"""

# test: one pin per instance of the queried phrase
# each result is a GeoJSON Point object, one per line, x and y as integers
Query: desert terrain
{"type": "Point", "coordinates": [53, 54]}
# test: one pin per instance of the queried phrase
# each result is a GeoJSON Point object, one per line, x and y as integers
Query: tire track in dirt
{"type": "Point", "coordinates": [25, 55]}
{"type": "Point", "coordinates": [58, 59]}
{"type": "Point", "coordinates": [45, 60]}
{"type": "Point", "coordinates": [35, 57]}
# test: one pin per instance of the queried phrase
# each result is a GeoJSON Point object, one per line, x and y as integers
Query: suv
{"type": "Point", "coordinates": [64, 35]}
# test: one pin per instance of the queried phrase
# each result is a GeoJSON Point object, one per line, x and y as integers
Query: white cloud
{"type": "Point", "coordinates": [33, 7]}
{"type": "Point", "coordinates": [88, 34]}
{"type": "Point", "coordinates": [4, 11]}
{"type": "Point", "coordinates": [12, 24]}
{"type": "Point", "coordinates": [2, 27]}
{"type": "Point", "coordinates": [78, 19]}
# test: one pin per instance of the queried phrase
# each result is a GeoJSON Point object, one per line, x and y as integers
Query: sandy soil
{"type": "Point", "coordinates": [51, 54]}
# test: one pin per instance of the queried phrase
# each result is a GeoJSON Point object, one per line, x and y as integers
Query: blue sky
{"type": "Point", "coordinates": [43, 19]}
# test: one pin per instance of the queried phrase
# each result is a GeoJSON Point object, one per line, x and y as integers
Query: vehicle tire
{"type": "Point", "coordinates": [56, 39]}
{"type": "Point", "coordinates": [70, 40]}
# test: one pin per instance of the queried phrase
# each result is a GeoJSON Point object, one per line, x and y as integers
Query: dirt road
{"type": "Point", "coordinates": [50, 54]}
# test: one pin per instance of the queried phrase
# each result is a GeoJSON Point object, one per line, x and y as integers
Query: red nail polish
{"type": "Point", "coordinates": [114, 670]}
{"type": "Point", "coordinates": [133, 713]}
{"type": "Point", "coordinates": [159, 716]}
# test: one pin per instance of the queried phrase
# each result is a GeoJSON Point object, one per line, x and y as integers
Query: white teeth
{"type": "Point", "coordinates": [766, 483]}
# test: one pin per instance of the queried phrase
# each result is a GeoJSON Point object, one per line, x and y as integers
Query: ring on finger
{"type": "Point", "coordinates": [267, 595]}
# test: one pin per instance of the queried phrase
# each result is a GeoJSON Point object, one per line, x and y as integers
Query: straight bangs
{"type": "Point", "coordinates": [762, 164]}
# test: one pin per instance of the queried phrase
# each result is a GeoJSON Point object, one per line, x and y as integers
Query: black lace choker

"""

DIRECTIVE
Quote each line above in full, word for word.

THE OUTPUT
# test: one pin per instance of the queried phrase
# each result is a GeoJSON Point object, one per line, x and y as integers
Query: desert terrain
{"type": "Point", "coordinates": [53, 54]}
# test: one pin per instance of the queried phrase
# each result is a GeoJSON Point object, one per line, x and y as integers
Query: tire track in dirt
{"type": "Point", "coordinates": [25, 55]}
{"type": "Point", "coordinates": [58, 59]}
{"type": "Point", "coordinates": [45, 60]}
{"type": "Point", "coordinates": [35, 57]}
# test: one pin per instance of the queried phrase
# each result is a GeoJSON Point object, one per line, x and y as integers
Query: suv
{"type": "Point", "coordinates": [64, 35]}
# test: one pin per instance of the queried phrase
# each result is a GeoJSON Point object, one per line, x and y as integers
Query: white cloud
{"type": "Point", "coordinates": [33, 7]}
{"type": "Point", "coordinates": [88, 34]}
{"type": "Point", "coordinates": [4, 11]}
{"type": "Point", "coordinates": [12, 24]}
{"type": "Point", "coordinates": [2, 27]}
{"type": "Point", "coordinates": [78, 19]}
# test: one pin per instance of the queried phrase
# each result is a GeoJSON Point object, one per line, x and y as integers
Query: sandy soil
{"type": "Point", "coordinates": [51, 54]}
# test: one pin per instance of the queried phrase
# each result is a GeoJSON Point object, one per line, x and y as integers
Query: blue sky
{"type": "Point", "coordinates": [43, 19]}
# test: one pin per instance of the queried phrase
# each result is a GeoJSON Point object, one per line, x and y as integers
Query: vehicle tire
{"type": "Point", "coordinates": [56, 39]}
{"type": "Point", "coordinates": [70, 40]}
# test: one pin per instance of the queried phrase
# each result is a GeoJSON Point object, one per line, x and y as integers
Query: dirt road
{"type": "Point", "coordinates": [50, 54]}
# test: one pin per instance of the queried phrase
# each result is a GeoJSON Point object, one per line, x and y as integers
Query: red nail polish
{"type": "Point", "coordinates": [114, 670]}
{"type": "Point", "coordinates": [133, 713]}
{"type": "Point", "coordinates": [159, 716]}
# test: one pin per instance of the queried phrase
# each result is a GeoJSON Point object, one per line, x and y as integers
Query: white teeth
{"type": "Point", "coordinates": [766, 483]}
# test: one pin per instance of the queried phrase
# each result is a GeoJSON Point object, one per line, x and y as integers
Query: ring on finger
{"type": "Point", "coordinates": [267, 595]}
# test: one pin per instance of the queried phrase
# each result is a GeoJSON Point object, one per line, x and y as integers
Query: straight bangs
{"type": "Point", "coordinates": [762, 164]}
# test: one pin per instance of the queried phrase
# each result is a GeoJSON Point object, one per line, x and y as integers
Query: black lace choker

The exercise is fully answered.